● TASKS FOR THIS EXERCISE
a - Decide whether each statement agrees with the merge() thread below, answering yes or no and quoting the deciding words: (i) Frederick found the recent patch to differ from the previous one. (ii) Scott regards Gabriel's suggested approach as fully backwards compatible. (iii) At present, every one of several duplicate column names can be indexed by its name.
b - Please answer these questions from the merge() thread below: (i) What date and time appear at the top? (ii) Whom does Frederick address? (iii) What suffix does Scott say gets appended to the column in y?
c - Copy a passage of the merge() thread word for word, beginning at the words "On Mon, Feb" and stopping after "has this behaviour.".

2018-Feb-20 21:23 UTC

head link

[Rd] Duplicate column names created by base::merge() when by.x has the same name as a column in y

Hi Scott,

I think that's a good idea and I tried your patch on my copy of the
repository. But it looks to me like the recent patch is identical to
the previous one, can you confirm this?

Frederick

On Mon, Feb 19, 2018 at 07:19:32AM +1100, Scott Ritchie
wrote:> Thanks Gabriel,
> 
> I think your suggested approach is 100% backwards compatible
> 
> Currently in the case of duplicate column names only the first can be
> indexed by its name. This will always be the column appearing in by.x,
> meaning the column in y with the same name cannot be accessed. Appending
> ".y" (suffixes[2L]) to this column means it can now be accessed,
while
> keeping the current behaviour of making the key columns always accessible
> by using the names provided to by.x.
> 
> I've attached a new patch that has this behaviour.
> 
> Best,
> 
> Scott
> 
> On 19 February 2018 at 05:08, Gabriel Becker <gmbecker at
ucdavis.edu> wrote:
> 
> > It seems like there is a way that is backwards compatible-ish in the
sense
> > mentioned and still has the (arguably, but a good argument I think)
better
> > behavior:
> >
> > if by.x is 'name', (AND by.y is not also 'name'), then
x's 'name' column
> > is called name and y's 'name' column (not used int he
merge) is changed to
> > name.y.

● COLLECTED MATERIAL
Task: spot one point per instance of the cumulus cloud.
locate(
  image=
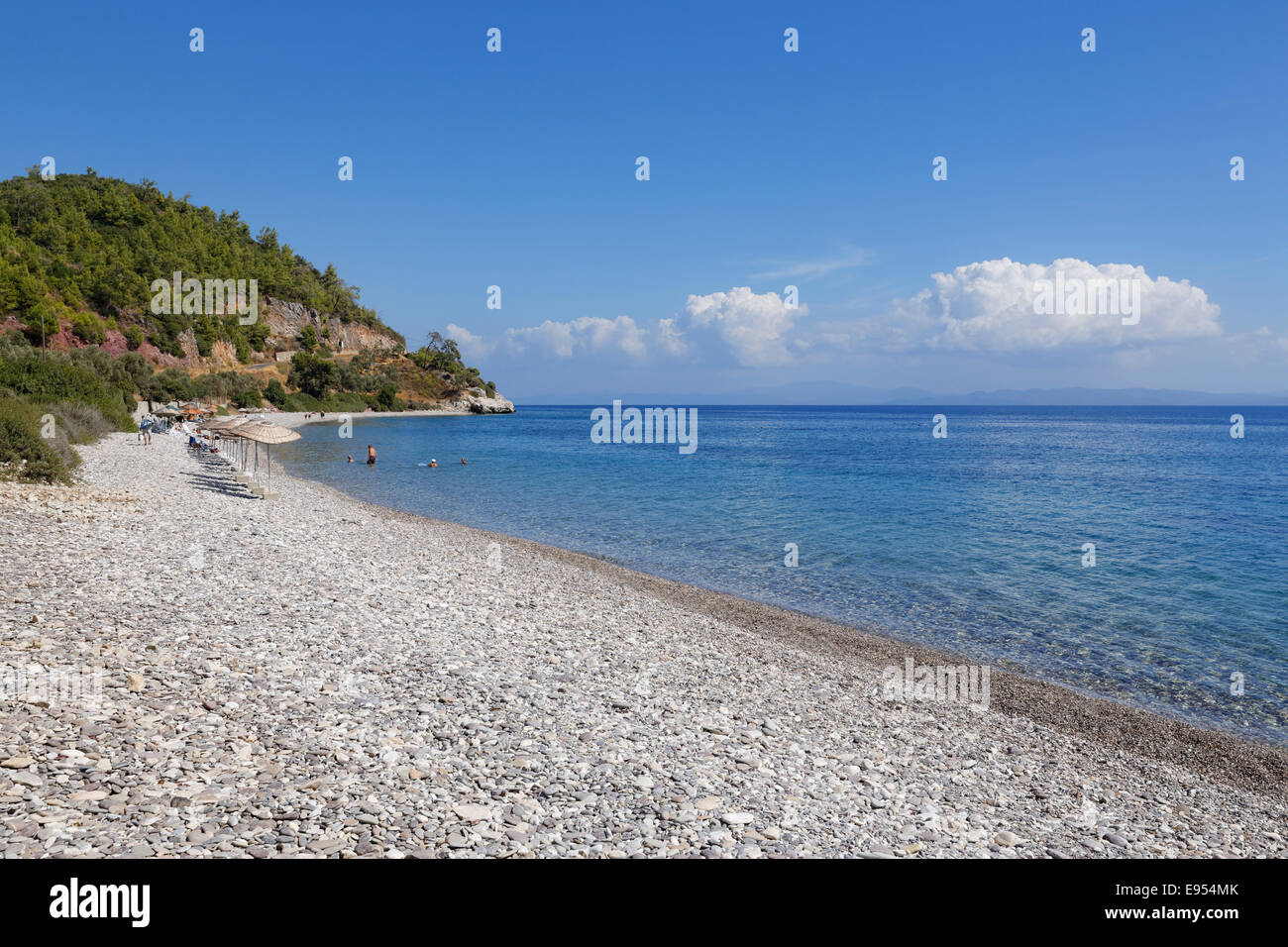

● ANSWER SET
a -
(i) No: "the recent patch is identical to"
(ii) Yes: "I think your suggested approach is 100% backwards compatible"
(iii) No: "Currently in the case of duplicate column names only the first can be"

b -
(i) 2018-Feb-20 21:23 UTC
(ii) Scott
(iii) ".y"

c -
On Mon, Feb 19, 2018 at 07:19:32AM +1100, Scott Ritchie
wrote:> Thanks Gabriel,
> 
> I think your suggested approach is 100% backwards compatible
> 
> Currently in the case of duplicate column names only the first can be
> indexed by its name. This will always be the column appearing in by.x,
> meaning the column in y with the same name cannot be accessed. Appending
> ".y" (suffixes[2L]) to this column means it can now be accessed,
while
> keeping the current behaviour of making the key columns always accessible
> by using the names provided to by.x.
> 
> I've attached a new patch that has this behaviour.